- PROMPT
The data needs to be returned in full, exactly as it reads.

Dataset entries:
◆ ◆ ◆
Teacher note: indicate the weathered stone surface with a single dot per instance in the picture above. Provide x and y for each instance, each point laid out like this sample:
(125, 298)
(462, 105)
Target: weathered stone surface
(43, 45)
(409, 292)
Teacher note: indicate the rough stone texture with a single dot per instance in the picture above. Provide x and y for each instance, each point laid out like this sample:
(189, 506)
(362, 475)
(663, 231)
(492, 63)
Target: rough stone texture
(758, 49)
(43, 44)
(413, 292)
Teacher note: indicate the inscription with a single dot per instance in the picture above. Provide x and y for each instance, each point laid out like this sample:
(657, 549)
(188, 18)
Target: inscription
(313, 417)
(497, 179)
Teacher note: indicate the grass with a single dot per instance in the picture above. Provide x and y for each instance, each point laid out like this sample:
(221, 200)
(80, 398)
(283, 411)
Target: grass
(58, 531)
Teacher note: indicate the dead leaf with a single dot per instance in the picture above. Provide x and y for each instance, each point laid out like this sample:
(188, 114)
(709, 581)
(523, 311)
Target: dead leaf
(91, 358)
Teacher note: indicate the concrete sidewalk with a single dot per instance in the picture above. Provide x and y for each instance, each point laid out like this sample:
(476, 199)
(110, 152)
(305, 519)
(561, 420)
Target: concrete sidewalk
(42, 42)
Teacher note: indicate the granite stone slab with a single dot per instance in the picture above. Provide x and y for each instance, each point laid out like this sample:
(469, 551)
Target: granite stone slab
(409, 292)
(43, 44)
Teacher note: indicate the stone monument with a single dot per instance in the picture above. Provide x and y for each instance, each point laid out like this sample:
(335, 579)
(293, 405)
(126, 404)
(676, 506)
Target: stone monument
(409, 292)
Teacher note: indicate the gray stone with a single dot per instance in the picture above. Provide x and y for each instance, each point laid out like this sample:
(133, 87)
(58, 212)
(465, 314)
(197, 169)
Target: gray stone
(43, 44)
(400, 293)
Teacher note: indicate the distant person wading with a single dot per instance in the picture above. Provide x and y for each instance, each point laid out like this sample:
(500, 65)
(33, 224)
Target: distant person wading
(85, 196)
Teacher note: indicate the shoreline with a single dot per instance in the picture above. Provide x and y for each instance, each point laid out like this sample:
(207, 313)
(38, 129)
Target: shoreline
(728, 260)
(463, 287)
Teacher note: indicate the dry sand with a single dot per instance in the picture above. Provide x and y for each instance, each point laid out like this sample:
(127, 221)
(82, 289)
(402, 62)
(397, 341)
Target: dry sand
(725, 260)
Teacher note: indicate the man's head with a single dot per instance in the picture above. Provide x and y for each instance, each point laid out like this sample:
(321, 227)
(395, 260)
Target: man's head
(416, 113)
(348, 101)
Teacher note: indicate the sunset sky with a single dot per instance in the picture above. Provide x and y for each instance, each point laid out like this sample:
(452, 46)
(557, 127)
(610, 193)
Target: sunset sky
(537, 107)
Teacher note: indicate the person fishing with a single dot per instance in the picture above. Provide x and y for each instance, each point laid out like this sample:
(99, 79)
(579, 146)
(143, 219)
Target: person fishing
◆ ◆ ◆
- RESULT
Teacher note: indicate the weathered stone surface with a single dot per instance in the picture above. Provide x and y for each instance, each point laid out like this sample:
(125, 298)
(462, 105)
Target: weathered stone surface
(43, 45)
(409, 292)
Teacher note: indicate the rough stone texture with a single dot per instance in the picture above. Provide x and y for each instance, each point laid out like this sample:
(189, 506)
(362, 475)
(663, 231)
(492, 63)
Target: rough stone texture
(758, 49)
(43, 44)
(413, 292)
Teacher note: indicate the inscription with a single dot per instance in the picture above. Provide x and y for each instance, each point laid out like this sample:
(657, 549)
(188, 18)
Target: inscription
(313, 417)
(497, 179)
Teacher note: indicate the grass with a single dot per instance in the picture above. Provide x and y for each instance, each point laid out like this sample:
(221, 200)
(80, 398)
(283, 411)
Target: grass
(58, 531)
Teacher note: indicate the dead leaf with a single dot per instance in the picture above. Provide x and y for each instance, each point laid out like this sample:
(188, 114)
(709, 581)
(523, 311)
Target: dead leaf
(91, 358)
Teacher note: indicate the concrete sidewalk with a single dot per instance in the picture above. Provide x and y for each instance, each point laid out like this sample:
(476, 199)
(110, 152)
(305, 519)
(561, 420)
Target: concrete sidewalk
(42, 42)
Teacher note: indicate the granite stone slab with a single dot per instance in the picture above. Provide x and y for each instance, each point laid out like this sample:
(469, 551)
Target: granite stone slab
(409, 292)
(43, 44)
Teacher note: indicate the stone monument with a single dot per instance in the picture above. Provide x and y for each instance, each point laid out like this sample:
(335, 579)
(293, 405)
(126, 404)
(676, 506)
Target: stone monument
(409, 292)
Teacher note: indicate the gray stone with a single dot per instance in the picture above. Provide x and y for each instance, each point laid out like this sample:
(133, 87)
(58, 212)
(465, 314)
(197, 169)
Target: gray stone
(43, 44)
(400, 293)
Teacher note: indicate the distant person wading with a single dot per instance in the picture above. Provide x and y for each instance, each point laid out like this sample:
(500, 65)
(33, 224)
Target: distant person wading
(85, 196)
Teacher note: indicate the shoreline with a single dot per instance in the picture above. Provide x and y for each instance, each point laid out like this sample:
(207, 313)
(38, 129)
Target: shoreline
(728, 260)
(463, 287)
Teacher note: indicate the dry sand with a single dot per instance in the picture above. Provide x and y for each instance, each point laid out like this sample:
(127, 221)
(82, 289)
(402, 62)
(397, 341)
Target: dry sand
(725, 260)
Teacher note: indicate the man's head with a single dot per instance in the picture above. Provide x and y for each instance, each point laid out like this sample:
(321, 227)
(395, 260)
Target: man's head
(416, 113)
(348, 101)
Teacher note: indicate the sunset sky with a single dot per instance in the picture above. Provide x and y for each instance, each point laid out like this sample:
(452, 46)
(557, 127)
(610, 193)
Target: sunset sky
(537, 107)
Teacher note: indicate the person fishing with a single dot per instance in the picture above. Provide x and y for each instance, each point laid out like this sample:
(99, 79)
(579, 146)
(143, 219)
Target: person fishing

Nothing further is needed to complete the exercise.